Given information →

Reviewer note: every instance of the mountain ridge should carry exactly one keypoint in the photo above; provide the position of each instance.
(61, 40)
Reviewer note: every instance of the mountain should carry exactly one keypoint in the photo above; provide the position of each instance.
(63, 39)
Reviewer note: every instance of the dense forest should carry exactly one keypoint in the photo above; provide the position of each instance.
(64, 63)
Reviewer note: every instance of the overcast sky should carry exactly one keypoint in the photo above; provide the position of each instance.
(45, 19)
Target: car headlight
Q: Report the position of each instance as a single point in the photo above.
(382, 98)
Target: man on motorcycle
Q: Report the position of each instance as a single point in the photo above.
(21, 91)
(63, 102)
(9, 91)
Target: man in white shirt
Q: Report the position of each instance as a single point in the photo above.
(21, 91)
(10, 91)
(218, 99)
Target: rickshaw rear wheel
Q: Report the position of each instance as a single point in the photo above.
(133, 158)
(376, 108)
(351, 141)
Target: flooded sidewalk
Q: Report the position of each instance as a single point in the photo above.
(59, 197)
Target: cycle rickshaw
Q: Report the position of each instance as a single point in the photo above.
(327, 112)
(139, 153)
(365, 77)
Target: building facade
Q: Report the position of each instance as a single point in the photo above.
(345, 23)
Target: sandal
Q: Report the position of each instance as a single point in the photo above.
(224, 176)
* * *
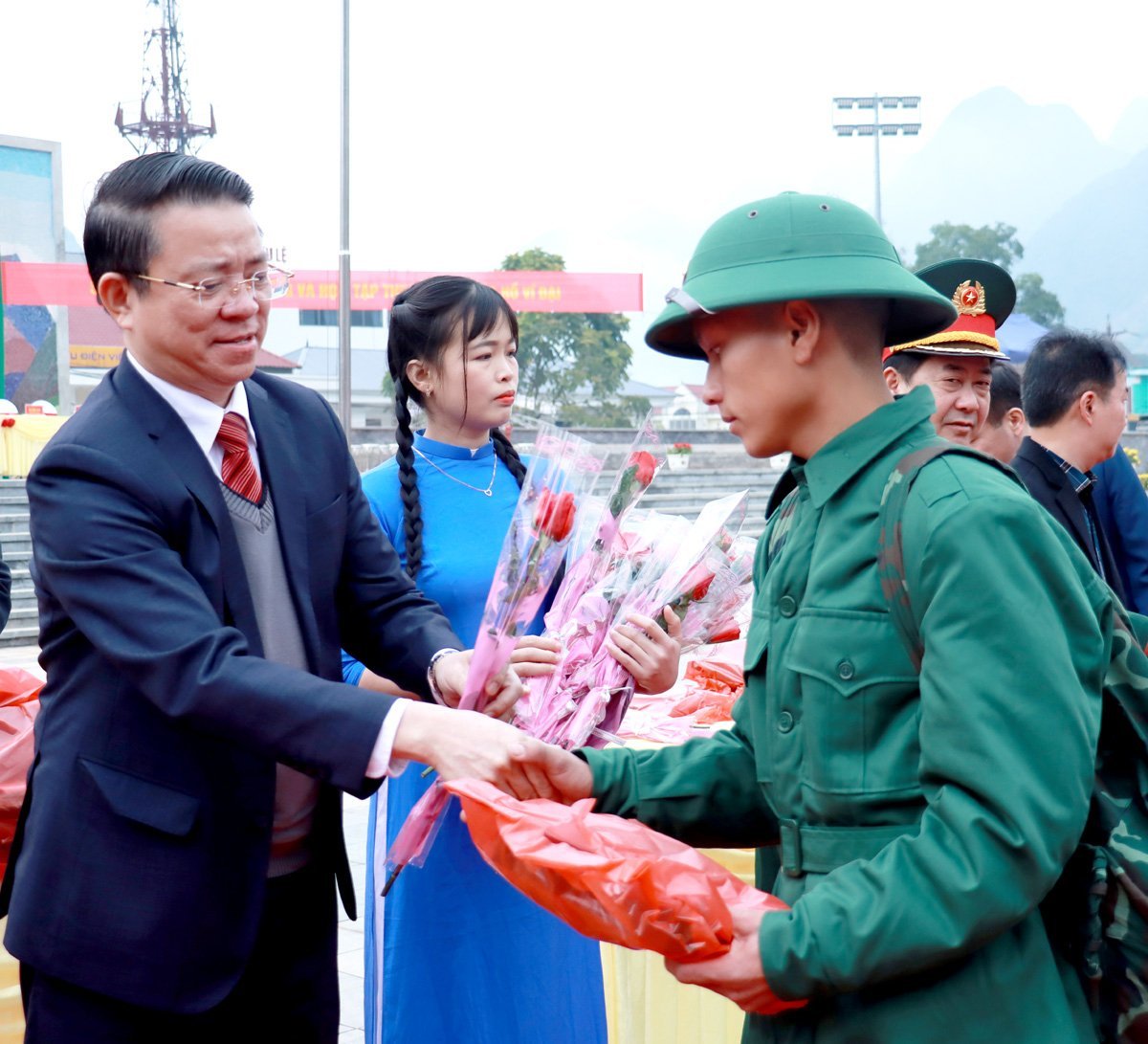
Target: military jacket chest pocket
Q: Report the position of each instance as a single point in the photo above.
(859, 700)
==
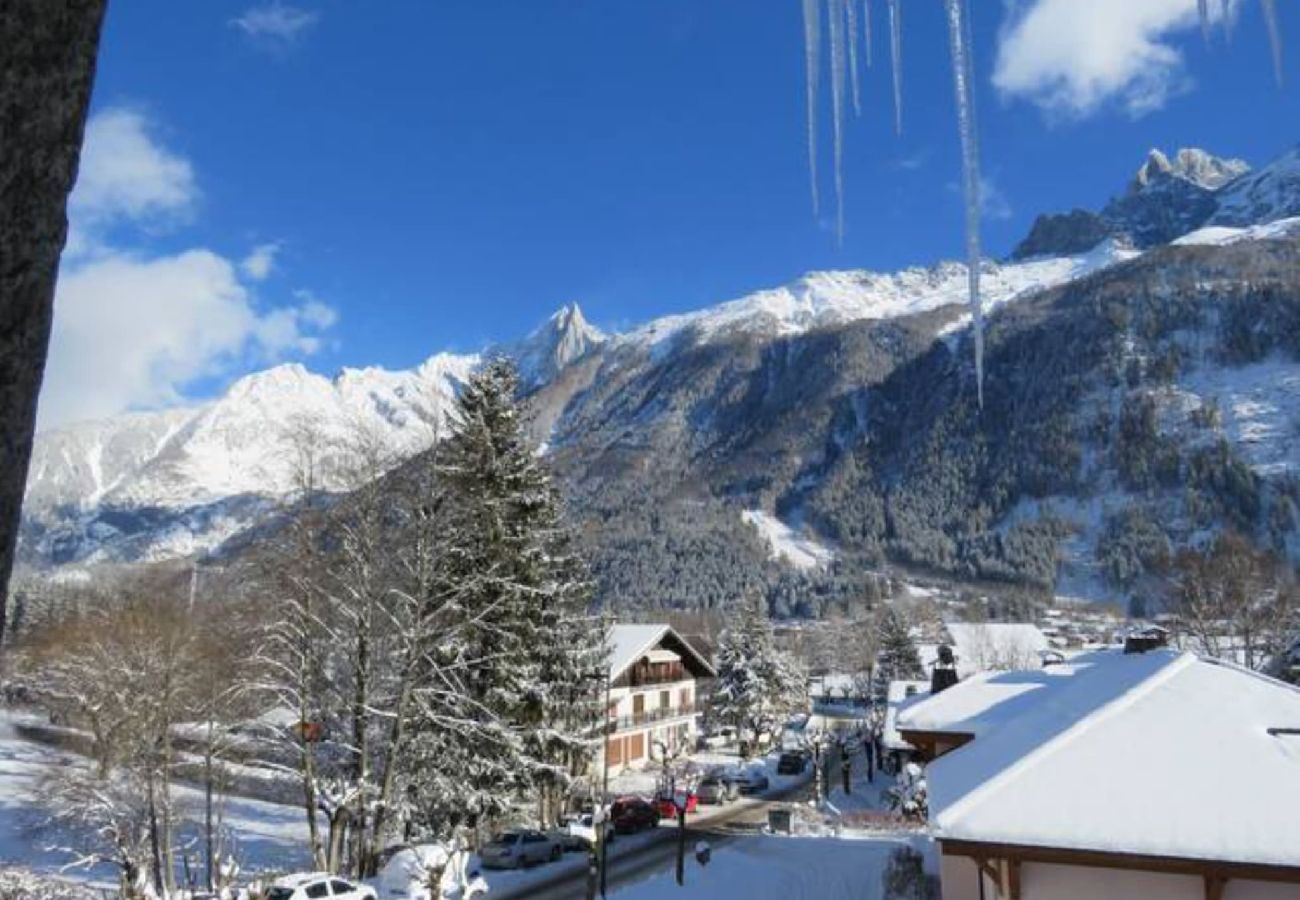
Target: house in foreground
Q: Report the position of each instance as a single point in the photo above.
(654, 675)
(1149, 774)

Do this →
Tally the lines in the items above that contain the string "mountain", treating uppercase and lowercase as different. Reply with the number only.

Problem solution →
2